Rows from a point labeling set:

··········

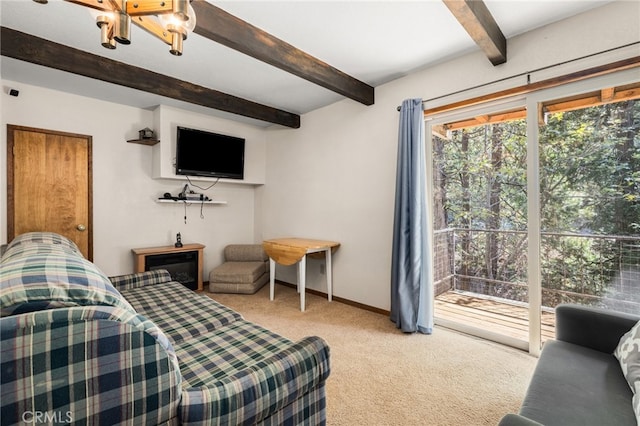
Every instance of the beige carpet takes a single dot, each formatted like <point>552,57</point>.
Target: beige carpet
<point>381,376</point>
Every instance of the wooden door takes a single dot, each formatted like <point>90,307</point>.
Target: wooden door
<point>49,184</point>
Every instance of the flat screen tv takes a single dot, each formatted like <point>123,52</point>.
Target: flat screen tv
<point>201,153</point>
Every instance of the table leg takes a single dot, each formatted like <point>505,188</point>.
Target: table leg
<point>329,273</point>
<point>302,272</point>
<point>272,277</point>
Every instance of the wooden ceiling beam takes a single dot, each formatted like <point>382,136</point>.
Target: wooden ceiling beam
<point>474,16</point>
<point>29,48</point>
<point>220,26</point>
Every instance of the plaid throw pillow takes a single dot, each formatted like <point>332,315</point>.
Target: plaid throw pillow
<point>628,354</point>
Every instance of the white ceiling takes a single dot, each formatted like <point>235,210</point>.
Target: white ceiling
<point>373,41</point>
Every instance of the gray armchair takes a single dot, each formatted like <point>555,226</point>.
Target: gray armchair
<point>245,270</point>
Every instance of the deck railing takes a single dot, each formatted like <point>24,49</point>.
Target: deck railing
<point>595,270</point>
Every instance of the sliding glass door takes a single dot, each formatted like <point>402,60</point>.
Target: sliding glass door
<point>536,202</point>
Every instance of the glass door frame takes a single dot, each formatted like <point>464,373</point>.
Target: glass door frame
<point>532,101</point>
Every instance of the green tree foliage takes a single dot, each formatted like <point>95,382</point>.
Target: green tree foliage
<point>589,184</point>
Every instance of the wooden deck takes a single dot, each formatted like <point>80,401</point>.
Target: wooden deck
<point>510,319</point>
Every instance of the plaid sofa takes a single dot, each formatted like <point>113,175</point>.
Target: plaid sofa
<point>78,347</point>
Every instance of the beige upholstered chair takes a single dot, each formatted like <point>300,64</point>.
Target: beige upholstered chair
<point>246,270</point>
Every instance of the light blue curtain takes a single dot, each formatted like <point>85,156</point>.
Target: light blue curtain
<point>411,287</point>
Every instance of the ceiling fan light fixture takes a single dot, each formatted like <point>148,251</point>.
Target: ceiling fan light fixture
<point>113,17</point>
<point>122,28</point>
<point>176,43</point>
<point>105,23</point>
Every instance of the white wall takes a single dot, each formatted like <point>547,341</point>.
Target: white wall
<point>125,214</point>
<point>334,178</point>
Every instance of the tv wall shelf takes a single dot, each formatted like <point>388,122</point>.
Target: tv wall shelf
<point>169,201</point>
<point>149,142</point>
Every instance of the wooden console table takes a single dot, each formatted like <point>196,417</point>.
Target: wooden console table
<point>140,255</point>
<point>289,251</point>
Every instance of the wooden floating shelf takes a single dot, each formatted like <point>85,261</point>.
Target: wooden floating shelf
<point>166,201</point>
<point>149,142</point>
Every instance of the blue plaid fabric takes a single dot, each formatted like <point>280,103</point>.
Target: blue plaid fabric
<point>181,313</point>
<point>73,349</point>
<point>37,276</point>
<point>140,279</point>
<point>87,365</point>
<point>236,372</point>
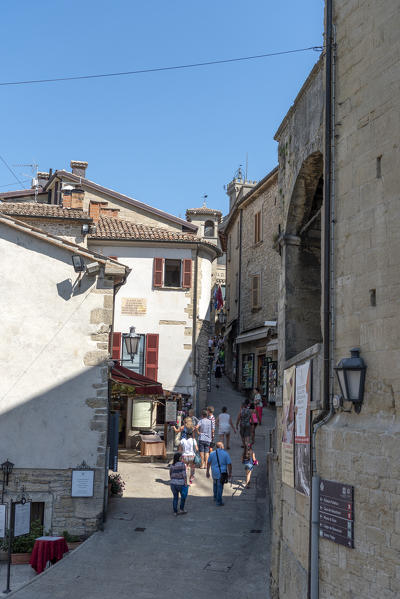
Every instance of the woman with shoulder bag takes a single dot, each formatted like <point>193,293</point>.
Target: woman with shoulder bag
<point>189,448</point>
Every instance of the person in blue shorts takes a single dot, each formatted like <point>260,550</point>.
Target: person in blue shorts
<point>221,467</point>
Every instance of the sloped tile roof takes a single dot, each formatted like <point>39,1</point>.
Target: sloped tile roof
<point>115,228</point>
<point>34,210</point>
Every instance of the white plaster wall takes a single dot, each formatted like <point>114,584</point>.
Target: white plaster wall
<point>44,421</point>
<point>174,367</point>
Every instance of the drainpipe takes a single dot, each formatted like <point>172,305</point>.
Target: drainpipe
<point>239,328</point>
<point>194,340</point>
<point>328,308</point>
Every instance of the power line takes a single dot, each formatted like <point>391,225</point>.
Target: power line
<point>11,171</point>
<point>158,69</point>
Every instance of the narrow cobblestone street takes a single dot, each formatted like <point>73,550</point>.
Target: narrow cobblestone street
<point>208,552</point>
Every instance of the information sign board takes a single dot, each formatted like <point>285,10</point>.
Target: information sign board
<point>22,518</point>
<point>82,483</point>
<point>170,411</point>
<point>336,512</point>
<point>2,521</point>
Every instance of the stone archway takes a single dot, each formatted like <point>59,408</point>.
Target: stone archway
<point>302,259</point>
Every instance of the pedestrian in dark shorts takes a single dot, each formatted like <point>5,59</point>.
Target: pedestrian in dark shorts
<point>243,422</point>
<point>204,429</point>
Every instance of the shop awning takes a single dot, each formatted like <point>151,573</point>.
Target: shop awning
<point>259,333</point>
<point>143,385</point>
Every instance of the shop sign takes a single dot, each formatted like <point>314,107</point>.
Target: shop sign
<point>336,512</point>
<point>22,518</point>
<point>82,483</point>
<point>170,411</point>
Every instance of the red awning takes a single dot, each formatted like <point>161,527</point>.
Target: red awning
<point>143,385</point>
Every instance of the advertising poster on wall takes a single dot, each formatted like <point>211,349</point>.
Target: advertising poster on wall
<point>288,426</point>
<point>302,429</point>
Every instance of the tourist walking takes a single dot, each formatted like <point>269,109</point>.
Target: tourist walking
<point>218,372</point>
<point>224,423</point>
<point>243,421</point>
<point>204,429</point>
<point>221,467</point>
<point>258,402</point>
<point>248,461</point>
<point>188,448</point>
<point>253,422</point>
<point>178,482</point>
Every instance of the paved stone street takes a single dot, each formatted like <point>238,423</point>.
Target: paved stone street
<point>208,552</point>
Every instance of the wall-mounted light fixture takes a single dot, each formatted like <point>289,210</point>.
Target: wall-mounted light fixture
<point>351,376</point>
<point>78,263</point>
<point>132,342</point>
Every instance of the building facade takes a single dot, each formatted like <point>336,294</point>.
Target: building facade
<point>336,296</point>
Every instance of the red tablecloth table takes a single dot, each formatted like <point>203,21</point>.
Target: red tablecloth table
<point>47,549</point>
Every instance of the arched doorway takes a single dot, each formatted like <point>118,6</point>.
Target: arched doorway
<point>302,259</point>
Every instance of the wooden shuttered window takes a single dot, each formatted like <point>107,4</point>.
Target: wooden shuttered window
<point>152,356</point>
<point>116,346</point>
<point>255,291</point>
<point>158,271</point>
<point>187,273</point>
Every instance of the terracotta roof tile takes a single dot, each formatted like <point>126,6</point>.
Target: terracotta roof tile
<point>34,210</point>
<point>114,228</point>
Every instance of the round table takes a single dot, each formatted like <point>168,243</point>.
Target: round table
<point>47,549</point>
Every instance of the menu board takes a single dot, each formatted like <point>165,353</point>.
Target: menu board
<point>170,411</point>
<point>336,512</point>
<point>248,371</point>
<point>82,483</point>
<point>22,518</point>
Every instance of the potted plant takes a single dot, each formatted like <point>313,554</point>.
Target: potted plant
<point>73,541</point>
<point>117,484</point>
<point>22,546</point>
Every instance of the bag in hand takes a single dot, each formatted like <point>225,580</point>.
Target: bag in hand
<point>224,478</point>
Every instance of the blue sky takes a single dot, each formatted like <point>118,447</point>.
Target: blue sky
<point>163,138</point>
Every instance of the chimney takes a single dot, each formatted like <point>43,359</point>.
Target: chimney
<point>43,178</point>
<point>238,188</point>
<point>77,196</point>
<point>78,168</point>
<point>94,210</point>
<point>66,198</point>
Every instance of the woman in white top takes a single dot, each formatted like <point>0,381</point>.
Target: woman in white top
<point>224,423</point>
<point>188,448</point>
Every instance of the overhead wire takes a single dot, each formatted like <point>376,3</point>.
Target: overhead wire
<point>158,69</point>
<point>11,171</point>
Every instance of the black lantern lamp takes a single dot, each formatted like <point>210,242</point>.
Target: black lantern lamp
<point>132,342</point>
<point>351,376</point>
<point>78,263</point>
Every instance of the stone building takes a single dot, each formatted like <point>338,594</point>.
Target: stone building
<point>53,371</point>
<point>339,290</point>
<point>207,221</point>
<point>249,234</point>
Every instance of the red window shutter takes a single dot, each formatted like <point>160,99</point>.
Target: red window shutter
<point>152,356</point>
<point>116,346</point>
<point>158,268</point>
<point>187,273</point>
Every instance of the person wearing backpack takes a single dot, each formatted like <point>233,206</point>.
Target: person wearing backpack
<point>243,422</point>
<point>188,448</point>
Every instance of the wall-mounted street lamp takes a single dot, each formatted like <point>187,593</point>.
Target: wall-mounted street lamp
<point>7,468</point>
<point>132,342</point>
<point>351,376</point>
<point>78,263</point>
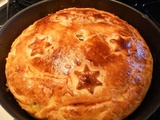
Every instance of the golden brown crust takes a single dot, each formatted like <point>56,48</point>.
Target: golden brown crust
<point>79,64</point>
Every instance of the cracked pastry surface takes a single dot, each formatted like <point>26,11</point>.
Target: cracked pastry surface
<point>79,64</point>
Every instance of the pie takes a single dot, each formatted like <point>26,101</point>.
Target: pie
<point>79,64</point>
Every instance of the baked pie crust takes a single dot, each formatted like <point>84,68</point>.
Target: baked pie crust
<point>79,64</point>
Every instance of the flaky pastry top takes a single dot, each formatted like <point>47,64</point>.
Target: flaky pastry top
<point>79,64</point>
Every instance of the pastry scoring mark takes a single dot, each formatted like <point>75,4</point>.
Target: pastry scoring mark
<point>38,46</point>
<point>88,79</point>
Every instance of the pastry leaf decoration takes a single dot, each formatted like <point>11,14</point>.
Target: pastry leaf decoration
<point>88,79</point>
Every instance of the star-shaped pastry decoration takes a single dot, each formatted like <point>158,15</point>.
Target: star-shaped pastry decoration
<point>88,79</point>
<point>38,46</point>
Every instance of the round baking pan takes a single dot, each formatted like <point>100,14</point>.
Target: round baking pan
<point>149,31</point>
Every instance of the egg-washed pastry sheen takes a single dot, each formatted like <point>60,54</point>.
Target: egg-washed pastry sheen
<point>79,64</point>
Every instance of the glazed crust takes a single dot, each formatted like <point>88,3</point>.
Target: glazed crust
<point>79,64</point>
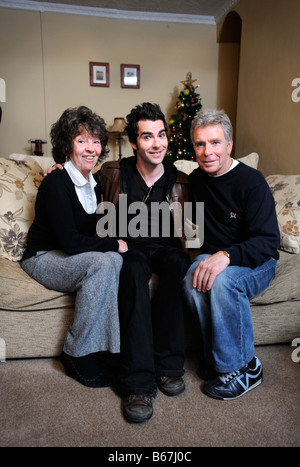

··········

Written task: Copy out the rows verbatim, from the line containing "Every instance of the narrow" through the line containing "<point>178,482</point>", including both of those lines.

The response:
Every instance of the narrow cobblestone street takes a single dot, each formatted like <point>73,550</point>.
Target: narrow cobblestone street
<point>208,552</point>
Every instance of the information sign board takes a single dot, each formatted like <point>285,10</point>.
Target: information sign board
<point>22,518</point>
<point>82,483</point>
<point>170,411</point>
<point>336,512</point>
<point>2,521</point>
Every instance of the stone archway takes a single dot, each formatted like <point>59,408</point>.
Target: stone archway
<point>302,259</point>
Every instance of the pedestrian in dark shorts takes a single dot, each formatted like <point>5,59</point>.
Target: pedestrian in dark shorts
<point>243,422</point>
<point>204,429</point>
Every instance of the shop awning takes a single dot, each formatted like <point>151,573</point>.
Target: shop awning
<point>259,333</point>
<point>143,385</point>
Every instance of the shop sign takes a single dot, each formatted like <point>314,107</point>.
Target: shop sign
<point>336,512</point>
<point>22,518</point>
<point>82,483</point>
<point>170,411</point>
Every instance of the red awning takes a single dot, each formatted like <point>161,527</point>.
Target: red awning
<point>143,385</point>
Every instance of the advertising poster on wall takes a single dot, each formatted like <point>211,349</point>.
Target: advertising poster on wall
<point>288,426</point>
<point>302,429</point>
Every instance of the tourist walking takes a single dot, each formatted like <point>269,109</point>.
Target: tourist walking
<point>218,372</point>
<point>224,423</point>
<point>243,421</point>
<point>204,429</point>
<point>221,467</point>
<point>258,402</point>
<point>248,461</point>
<point>188,448</point>
<point>253,422</point>
<point>178,482</point>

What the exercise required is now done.